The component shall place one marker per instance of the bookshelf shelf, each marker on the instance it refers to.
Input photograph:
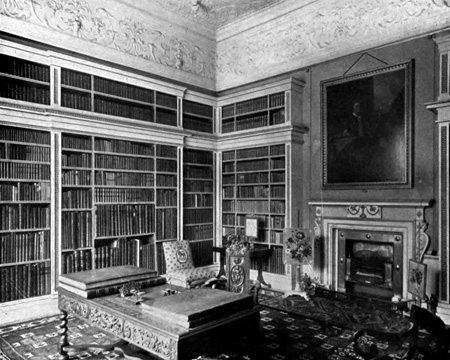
(24, 212)
(259, 112)
(248, 188)
(197, 117)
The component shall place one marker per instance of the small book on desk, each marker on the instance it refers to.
(106, 281)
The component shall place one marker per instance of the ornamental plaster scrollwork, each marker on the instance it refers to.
(97, 25)
(309, 34)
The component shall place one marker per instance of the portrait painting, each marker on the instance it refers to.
(366, 129)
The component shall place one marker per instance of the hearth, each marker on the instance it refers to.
(370, 263)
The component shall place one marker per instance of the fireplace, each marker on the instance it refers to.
(364, 248)
(370, 263)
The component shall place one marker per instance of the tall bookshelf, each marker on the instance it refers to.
(198, 203)
(254, 113)
(76, 203)
(82, 91)
(198, 117)
(254, 183)
(166, 199)
(25, 219)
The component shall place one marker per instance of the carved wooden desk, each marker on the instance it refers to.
(162, 328)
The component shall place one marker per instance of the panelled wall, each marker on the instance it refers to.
(98, 167)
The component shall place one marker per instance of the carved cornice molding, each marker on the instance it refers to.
(118, 27)
(320, 31)
(285, 36)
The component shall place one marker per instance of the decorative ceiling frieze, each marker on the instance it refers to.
(323, 30)
(266, 37)
(118, 29)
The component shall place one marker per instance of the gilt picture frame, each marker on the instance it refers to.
(366, 129)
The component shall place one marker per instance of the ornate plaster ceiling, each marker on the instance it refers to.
(215, 12)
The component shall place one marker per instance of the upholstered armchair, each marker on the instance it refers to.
(180, 269)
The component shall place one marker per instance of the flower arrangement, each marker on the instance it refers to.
(299, 247)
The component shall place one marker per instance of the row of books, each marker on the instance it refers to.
(76, 198)
(198, 216)
(118, 220)
(27, 153)
(251, 105)
(166, 224)
(25, 281)
(124, 162)
(251, 122)
(128, 253)
(278, 207)
(130, 110)
(76, 142)
(116, 88)
(9, 133)
(75, 261)
(197, 172)
(252, 165)
(24, 191)
(248, 192)
(123, 195)
(24, 91)
(199, 186)
(24, 68)
(76, 177)
(197, 124)
(193, 156)
(278, 163)
(124, 147)
(71, 159)
(276, 100)
(76, 229)
(110, 178)
(76, 79)
(165, 180)
(247, 206)
(227, 111)
(278, 191)
(166, 197)
(227, 126)
(196, 108)
(252, 178)
(277, 117)
(198, 200)
(252, 153)
(278, 177)
(166, 165)
(198, 232)
(166, 100)
(166, 117)
(167, 151)
(21, 247)
(24, 216)
(11, 170)
(76, 100)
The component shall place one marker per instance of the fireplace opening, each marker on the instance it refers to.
(370, 263)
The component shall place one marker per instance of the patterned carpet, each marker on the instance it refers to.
(283, 335)
(351, 314)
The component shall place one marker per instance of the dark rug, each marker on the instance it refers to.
(348, 312)
(283, 335)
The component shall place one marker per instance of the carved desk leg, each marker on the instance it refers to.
(63, 342)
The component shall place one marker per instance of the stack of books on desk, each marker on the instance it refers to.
(107, 281)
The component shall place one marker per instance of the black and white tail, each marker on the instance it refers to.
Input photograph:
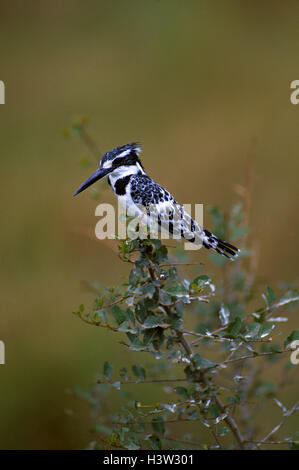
(222, 247)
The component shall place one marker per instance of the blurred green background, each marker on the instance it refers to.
(202, 84)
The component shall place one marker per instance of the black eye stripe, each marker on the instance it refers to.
(127, 160)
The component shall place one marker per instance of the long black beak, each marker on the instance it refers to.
(97, 175)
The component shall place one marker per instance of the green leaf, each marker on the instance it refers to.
(158, 425)
(265, 329)
(270, 296)
(182, 391)
(164, 298)
(234, 327)
(148, 291)
(177, 290)
(155, 442)
(202, 363)
(252, 330)
(292, 337)
(107, 370)
(119, 315)
(153, 321)
(139, 371)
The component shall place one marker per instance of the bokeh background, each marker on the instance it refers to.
(203, 85)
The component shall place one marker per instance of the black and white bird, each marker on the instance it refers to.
(137, 192)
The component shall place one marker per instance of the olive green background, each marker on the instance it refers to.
(202, 84)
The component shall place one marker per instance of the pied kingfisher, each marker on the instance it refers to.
(137, 191)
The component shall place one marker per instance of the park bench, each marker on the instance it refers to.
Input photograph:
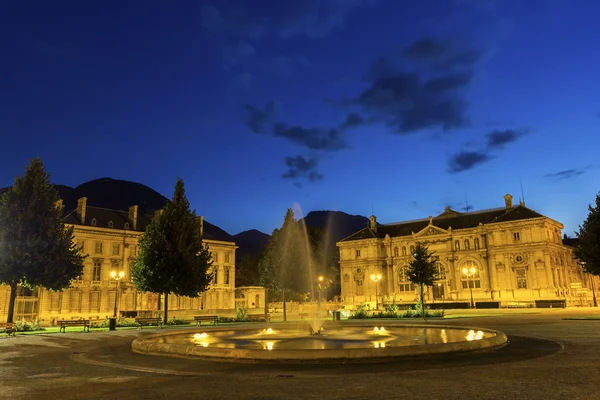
(10, 328)
(206, 318)
(259, 317)
(74, 322)
(148, 322)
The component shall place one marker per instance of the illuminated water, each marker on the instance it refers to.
(329, 339)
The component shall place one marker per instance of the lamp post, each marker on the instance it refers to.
(376, 278)
(117, 276)
(470, 272)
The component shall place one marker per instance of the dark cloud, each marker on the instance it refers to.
(284, 19)
(300, 167)
(466, 160)
(257, 119)
(422, 89)
(566, 174)
(312, 138)
(497, 139)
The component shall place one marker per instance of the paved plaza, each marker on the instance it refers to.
(548, 357)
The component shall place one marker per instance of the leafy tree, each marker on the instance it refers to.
(172, 257)
(588, 247)
(36, 249)
(421, 270)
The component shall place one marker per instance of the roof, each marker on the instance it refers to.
(118, 218)
(449, 218)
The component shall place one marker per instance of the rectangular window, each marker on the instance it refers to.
(97, 270)
(521, 278)
(95, 301)
(75, 303)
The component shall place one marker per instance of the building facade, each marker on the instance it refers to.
(110, 240)
(512, 255)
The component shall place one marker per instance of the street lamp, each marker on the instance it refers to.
(117, 276)
(376, 279)
(470, 272)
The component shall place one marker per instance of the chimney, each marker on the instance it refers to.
(81, 208)
(133, 217)
(373, 223)
(508, 201)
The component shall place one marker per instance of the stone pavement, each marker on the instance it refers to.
(547, 358)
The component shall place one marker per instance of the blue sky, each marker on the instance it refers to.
(399, 107)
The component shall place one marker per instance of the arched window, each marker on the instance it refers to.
(404, 285)
(469, 279)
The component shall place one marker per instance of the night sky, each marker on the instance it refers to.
(397, 107)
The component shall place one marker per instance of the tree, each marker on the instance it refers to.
(588, 246)
(421, 270)
(172, 258)
(36, 249)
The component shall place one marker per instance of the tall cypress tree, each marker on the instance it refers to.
(36, 249)
(172, 258)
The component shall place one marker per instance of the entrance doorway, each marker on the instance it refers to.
(438, 291)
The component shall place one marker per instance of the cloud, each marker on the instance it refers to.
(284, 19)
(566, 174)
(422, 88)
(497, 139)
(300, 167)
(312, 138)
(465, 160)
(256, 118)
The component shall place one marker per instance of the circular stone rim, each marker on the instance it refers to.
(145, 345)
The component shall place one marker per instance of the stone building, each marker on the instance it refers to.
(110, 239)
(516, 254)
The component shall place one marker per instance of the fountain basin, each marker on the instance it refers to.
(338, 342)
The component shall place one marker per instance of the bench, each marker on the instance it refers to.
(148, 322)
(8, 328)
(259, 317)
(207, 318)
(74, 322)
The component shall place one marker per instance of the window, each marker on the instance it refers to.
(404, 284)
(440, 271)
(75, 303)
(97, 270)
(472, 281)
(521, 278)
(95, 301)
(359, 287)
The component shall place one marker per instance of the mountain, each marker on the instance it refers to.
(251, 242)
(120, 195)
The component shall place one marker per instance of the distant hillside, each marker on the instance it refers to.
(250, 242)
(120, 195)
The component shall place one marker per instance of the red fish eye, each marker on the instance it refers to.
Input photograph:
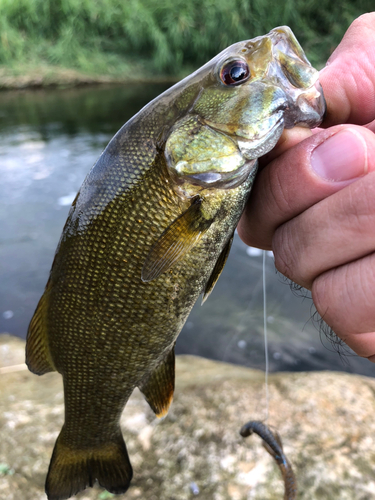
(234, 73)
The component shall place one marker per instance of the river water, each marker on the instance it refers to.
(48, 142)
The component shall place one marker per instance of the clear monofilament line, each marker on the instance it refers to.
(265, 334)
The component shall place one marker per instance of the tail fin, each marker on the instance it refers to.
(72, 470)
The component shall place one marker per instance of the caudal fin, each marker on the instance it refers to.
(72, 470)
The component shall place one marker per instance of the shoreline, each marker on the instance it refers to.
(54, 77)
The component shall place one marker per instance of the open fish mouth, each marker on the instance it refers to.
(262, 144)
(255, 141)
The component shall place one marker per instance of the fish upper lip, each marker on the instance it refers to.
(256, 137)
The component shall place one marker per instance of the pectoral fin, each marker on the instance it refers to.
(159, 387)
(180, 237)
(219, 266)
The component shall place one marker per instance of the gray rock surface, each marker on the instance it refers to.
(326, 421)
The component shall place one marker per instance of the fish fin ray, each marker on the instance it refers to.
(72, 470)
(180, 237)
(219, 266)
(158, 388)
(38, 357)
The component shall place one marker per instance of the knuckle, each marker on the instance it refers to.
(286, 257)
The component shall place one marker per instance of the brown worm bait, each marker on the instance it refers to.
(272, 443)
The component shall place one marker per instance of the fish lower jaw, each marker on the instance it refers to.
(189, 186)
(252, 149)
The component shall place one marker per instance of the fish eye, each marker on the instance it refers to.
(234, 72)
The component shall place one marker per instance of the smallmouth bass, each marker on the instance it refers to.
(149, 231)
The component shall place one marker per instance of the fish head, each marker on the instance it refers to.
(243, 100)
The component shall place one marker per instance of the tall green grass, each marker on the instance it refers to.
(165, 36)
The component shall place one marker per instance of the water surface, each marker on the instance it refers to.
(49, 140)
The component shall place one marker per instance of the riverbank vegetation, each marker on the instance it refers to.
(145, 39)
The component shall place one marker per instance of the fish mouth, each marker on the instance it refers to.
(262, 144)
(256, 141)
(229, 180)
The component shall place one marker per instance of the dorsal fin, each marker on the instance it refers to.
(158, 388)
(38, 357)
(219, 266)
(176, 241)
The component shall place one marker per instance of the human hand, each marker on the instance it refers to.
(313, 202)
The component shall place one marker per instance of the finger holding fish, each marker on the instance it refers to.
(313, 203)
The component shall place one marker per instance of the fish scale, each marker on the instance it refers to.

######

The exercise:
Copy out the lines above, word for word, from the line containing "the tall green" through the last line, both included.

Answer to this exercise:
The component shall place one marker per instance of the tall green grass, each marker on the instance it refers to.
(165, 36)
The component shall place one marker per instance of the water surface, each marker on the instance it refers to.
(49, 140)
The component shall place one marker per instance of the riverbank vegetation, each marker on the instance it refers to.
(145, 39)
The component shall place one marker per instance of the fish mouth, each marker on the instance it refers to.
(262, 144)
(256, 141)
(229, 180)
The component shall place one marker per instance of the dorsal fin, each marker on the instance it refers to.
(158, 388)
(38, 357)
(219, 266)
(176, 241)
The component shall place one marker per instance of the human hand, each marker on the instance it refers to.
(313, 202)
The component shall place one marker per instance of the finger holding fish, each marker on the instance it refers to.
(313, 203)
The component shall place one marker per instance of the fish scale, each marker on the instance it refers to.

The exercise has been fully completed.